> _Activity_
Write the next few sentences of the article below about the Roku stock downgrade, picking up after its last sentence.

> _Selected passage_
Netflix Inc. and Walt Disney Co. are making new bets on advertising-supported media, but that may not end up helping streaming platform Roku Inc.

As Netflix
and Disney
prepare for expected 2023 launches of ad tiers on their flagship streaming services, Wolfe Research’s Peter Supino worries that prices for advertising impressions could come down.

Read: Netflix co-CEO Sarandos says streaming service is bringing ads to platform

That’s one reason why he downgraded Roku’s stock
to underperform from peer perform late Monday. Netflix’s and Disney’s planned ad initiatives, “rather than expanding the pie,” could end up lowering the cost per mille (CPM), or the price advertisers pay for impressions, due to heightened supply volumes, Supino wrote. The new entrants could also “push dollars away from non-premium categories.”

Roku sells streaming hardware and licenses its operating system to television manufacturers, but the company also makes money from advertising, including when viewers watch programs through its ad-supported Roku Channel that aggregates various content.

Saved entries:
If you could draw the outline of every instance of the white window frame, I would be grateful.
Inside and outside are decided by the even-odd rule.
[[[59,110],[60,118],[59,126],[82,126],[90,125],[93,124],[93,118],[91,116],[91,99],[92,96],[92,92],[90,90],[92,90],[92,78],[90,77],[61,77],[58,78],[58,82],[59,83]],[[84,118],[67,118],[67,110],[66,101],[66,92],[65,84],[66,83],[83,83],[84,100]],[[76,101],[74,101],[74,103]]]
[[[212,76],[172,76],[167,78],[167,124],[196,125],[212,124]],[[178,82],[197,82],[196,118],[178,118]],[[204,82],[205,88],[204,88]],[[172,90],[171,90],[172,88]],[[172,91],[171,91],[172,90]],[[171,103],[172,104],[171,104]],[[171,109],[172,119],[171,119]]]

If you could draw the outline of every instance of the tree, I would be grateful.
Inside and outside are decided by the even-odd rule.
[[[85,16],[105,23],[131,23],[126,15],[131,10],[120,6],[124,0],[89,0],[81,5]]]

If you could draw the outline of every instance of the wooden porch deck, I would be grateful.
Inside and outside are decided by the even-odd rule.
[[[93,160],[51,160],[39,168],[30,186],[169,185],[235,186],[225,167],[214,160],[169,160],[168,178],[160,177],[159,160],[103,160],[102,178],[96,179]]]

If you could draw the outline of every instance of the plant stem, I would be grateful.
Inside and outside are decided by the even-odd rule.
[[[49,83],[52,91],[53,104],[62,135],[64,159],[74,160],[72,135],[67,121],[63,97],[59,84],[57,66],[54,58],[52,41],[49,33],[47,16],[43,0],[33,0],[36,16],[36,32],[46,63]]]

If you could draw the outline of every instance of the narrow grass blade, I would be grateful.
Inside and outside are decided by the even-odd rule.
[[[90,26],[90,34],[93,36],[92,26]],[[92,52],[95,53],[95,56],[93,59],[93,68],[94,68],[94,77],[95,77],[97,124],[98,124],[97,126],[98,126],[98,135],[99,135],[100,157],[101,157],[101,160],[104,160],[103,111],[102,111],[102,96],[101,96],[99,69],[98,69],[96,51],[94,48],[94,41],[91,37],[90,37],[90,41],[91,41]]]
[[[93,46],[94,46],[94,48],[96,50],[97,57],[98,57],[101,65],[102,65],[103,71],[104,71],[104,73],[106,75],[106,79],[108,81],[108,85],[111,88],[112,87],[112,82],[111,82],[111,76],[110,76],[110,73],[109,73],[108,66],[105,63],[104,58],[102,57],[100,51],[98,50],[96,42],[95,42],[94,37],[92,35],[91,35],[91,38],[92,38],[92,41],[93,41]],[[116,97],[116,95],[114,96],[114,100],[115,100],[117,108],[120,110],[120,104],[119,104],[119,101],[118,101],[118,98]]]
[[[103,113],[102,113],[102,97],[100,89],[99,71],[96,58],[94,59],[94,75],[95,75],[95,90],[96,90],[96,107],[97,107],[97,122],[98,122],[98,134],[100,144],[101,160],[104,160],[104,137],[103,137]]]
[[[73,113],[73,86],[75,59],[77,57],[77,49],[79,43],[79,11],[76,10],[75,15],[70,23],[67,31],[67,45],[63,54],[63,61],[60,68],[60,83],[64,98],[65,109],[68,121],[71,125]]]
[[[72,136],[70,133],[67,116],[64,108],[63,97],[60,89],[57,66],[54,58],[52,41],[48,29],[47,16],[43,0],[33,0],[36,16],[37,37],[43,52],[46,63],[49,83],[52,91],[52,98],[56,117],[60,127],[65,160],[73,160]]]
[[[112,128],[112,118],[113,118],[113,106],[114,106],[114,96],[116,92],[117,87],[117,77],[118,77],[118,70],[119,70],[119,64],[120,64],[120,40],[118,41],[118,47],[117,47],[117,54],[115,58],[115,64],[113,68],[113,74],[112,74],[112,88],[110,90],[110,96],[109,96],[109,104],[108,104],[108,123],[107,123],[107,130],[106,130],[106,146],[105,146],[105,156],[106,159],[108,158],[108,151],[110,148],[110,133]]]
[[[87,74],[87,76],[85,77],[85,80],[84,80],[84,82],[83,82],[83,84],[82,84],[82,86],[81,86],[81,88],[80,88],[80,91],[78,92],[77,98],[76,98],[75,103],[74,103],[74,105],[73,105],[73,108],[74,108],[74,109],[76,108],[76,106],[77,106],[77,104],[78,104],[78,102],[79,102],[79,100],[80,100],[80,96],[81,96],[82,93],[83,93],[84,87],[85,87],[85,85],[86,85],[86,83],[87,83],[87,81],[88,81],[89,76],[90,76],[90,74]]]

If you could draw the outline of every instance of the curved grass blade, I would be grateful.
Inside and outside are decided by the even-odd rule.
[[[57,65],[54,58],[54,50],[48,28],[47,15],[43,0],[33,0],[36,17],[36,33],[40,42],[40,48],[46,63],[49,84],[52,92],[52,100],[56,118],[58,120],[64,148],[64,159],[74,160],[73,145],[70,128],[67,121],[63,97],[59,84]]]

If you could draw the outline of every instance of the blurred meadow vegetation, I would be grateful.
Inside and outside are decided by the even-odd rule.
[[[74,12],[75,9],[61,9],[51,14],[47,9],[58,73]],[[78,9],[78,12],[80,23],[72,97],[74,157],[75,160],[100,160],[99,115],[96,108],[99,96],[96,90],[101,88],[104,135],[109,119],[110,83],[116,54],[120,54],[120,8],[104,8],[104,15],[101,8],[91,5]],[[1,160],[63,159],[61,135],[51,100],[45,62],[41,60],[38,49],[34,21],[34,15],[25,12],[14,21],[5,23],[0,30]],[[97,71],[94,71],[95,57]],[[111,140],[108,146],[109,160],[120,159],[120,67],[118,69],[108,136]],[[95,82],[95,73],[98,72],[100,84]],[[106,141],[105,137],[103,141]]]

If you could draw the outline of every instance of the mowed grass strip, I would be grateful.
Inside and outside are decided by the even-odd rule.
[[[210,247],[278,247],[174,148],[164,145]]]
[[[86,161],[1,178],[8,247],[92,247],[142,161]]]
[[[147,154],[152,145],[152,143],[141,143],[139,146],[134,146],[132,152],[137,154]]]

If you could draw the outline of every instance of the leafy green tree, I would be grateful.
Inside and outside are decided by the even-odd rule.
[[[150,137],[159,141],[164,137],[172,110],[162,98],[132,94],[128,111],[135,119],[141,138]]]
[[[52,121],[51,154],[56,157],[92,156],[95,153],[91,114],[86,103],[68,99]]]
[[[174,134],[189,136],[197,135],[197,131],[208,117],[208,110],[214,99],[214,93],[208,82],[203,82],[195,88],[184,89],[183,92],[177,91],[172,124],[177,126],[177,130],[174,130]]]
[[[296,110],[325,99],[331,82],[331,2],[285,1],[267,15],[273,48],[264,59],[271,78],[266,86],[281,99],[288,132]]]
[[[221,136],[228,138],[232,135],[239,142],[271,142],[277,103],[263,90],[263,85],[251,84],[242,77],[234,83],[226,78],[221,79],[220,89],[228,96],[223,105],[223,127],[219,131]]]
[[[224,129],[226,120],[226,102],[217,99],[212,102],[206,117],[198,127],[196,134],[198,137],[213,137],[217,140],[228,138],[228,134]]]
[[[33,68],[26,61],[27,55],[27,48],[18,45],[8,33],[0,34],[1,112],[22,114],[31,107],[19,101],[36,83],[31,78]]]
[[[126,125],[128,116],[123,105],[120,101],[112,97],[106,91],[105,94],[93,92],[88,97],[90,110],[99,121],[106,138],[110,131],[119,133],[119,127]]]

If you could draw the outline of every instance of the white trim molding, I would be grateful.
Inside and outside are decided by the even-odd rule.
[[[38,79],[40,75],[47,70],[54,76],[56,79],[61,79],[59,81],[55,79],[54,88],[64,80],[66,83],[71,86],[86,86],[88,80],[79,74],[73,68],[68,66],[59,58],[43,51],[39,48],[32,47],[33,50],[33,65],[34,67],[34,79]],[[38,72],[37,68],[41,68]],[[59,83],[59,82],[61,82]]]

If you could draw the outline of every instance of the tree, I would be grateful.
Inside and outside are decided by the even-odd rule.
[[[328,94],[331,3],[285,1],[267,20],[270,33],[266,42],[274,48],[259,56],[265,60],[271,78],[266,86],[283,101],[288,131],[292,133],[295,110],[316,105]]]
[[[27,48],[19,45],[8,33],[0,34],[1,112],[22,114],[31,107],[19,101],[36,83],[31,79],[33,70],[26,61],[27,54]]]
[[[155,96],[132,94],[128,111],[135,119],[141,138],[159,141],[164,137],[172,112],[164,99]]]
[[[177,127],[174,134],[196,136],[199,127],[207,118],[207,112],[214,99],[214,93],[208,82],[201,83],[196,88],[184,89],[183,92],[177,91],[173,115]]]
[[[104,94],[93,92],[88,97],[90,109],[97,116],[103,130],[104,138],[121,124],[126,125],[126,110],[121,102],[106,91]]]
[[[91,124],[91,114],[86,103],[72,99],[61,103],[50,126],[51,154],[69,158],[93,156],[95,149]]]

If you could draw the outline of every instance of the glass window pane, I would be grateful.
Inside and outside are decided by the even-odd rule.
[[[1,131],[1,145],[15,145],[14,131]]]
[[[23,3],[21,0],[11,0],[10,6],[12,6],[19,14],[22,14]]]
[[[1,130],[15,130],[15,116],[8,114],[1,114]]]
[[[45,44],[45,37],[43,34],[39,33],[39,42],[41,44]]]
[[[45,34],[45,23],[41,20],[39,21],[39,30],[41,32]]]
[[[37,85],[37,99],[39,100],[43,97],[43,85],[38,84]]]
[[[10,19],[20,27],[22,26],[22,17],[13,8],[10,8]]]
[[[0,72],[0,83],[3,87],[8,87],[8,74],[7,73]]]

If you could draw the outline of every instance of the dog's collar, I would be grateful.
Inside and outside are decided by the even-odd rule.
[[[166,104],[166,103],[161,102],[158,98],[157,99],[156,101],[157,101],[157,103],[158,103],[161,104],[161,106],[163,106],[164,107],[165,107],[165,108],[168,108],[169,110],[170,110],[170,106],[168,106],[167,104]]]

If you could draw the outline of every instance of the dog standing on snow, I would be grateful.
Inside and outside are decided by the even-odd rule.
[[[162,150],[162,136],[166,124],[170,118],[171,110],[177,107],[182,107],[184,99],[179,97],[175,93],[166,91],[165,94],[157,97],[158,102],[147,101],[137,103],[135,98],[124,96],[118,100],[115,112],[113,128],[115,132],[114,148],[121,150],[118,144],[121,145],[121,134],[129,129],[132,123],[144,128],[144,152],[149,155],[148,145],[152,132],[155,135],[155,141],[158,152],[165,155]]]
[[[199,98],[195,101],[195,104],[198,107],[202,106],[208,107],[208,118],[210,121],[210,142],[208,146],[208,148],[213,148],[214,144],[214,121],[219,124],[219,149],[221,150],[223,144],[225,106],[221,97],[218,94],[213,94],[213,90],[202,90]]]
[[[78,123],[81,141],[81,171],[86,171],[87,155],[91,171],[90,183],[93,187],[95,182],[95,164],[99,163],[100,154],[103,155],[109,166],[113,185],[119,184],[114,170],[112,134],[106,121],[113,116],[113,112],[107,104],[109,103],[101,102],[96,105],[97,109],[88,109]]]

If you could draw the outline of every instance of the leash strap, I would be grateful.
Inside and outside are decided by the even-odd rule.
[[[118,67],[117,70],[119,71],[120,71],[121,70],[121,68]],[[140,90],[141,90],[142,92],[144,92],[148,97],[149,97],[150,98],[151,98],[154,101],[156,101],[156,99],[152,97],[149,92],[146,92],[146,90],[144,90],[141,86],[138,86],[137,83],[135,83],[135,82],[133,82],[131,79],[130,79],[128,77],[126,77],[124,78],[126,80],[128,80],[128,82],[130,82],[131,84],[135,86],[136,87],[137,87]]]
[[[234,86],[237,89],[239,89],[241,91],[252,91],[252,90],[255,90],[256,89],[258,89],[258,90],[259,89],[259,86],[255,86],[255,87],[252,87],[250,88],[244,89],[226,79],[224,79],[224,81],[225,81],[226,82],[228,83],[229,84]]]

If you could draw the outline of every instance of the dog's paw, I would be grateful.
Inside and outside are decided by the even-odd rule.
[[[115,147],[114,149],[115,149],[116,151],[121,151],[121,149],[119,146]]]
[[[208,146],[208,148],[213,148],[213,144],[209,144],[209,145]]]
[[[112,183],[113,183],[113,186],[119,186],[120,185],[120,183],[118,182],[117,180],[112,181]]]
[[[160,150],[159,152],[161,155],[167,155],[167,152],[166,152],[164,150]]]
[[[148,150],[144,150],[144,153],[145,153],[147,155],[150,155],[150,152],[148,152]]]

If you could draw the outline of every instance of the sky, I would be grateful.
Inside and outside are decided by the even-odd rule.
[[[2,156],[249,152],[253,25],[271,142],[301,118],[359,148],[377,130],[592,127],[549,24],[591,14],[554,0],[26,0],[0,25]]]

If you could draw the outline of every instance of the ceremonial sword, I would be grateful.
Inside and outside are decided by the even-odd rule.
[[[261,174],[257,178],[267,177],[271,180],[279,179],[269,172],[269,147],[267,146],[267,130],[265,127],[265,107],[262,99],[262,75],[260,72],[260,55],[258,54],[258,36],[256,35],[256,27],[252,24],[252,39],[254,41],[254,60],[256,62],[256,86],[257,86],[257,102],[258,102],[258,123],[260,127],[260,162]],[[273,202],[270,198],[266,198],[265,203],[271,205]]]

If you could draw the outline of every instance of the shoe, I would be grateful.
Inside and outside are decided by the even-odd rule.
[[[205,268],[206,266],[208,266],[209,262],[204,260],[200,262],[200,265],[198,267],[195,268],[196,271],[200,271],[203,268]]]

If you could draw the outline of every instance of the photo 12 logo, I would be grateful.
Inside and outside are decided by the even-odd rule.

> _Answer to this problem_
“The COVID lockdown saw consumers (and advertisers) rush to streaming,” Supino wrote more generally. “However after the rush in ’20 / ’21, CTV [connected TV] advertising spend growth should organically slow,” leading to possible risk on average revenue per user (ARPU).

He’s also concerned about Roku’s user-growth trajectory, writing of an “elusive” recovery in net additions.

“Amidst falling conversion of hardware sales to new accounts, ongoing supply chain constraints and inflationary pressure on consumer spend,” Supino cut his forecast for 2022 net additions to 6.7 million, which he said would be the lowest level seen since 2017.

Supino set a $77 price target on Roku’s stock while warning of “mounting challenges” to net additions and ARPU in a note titled: “As Streaming Matures, Seeing More Cracks in This Old House.” (Roku acquired the rights and more to “This Old House,” a home-improvement program, last spring.)

Shares of Roku are off 3.5% in premarket trading Tuesday. They’ve lost 62% so far this year as the S&P 500
has fallen 17%.

The company is due to post second-quarter earnings after Thursday’s closing bell.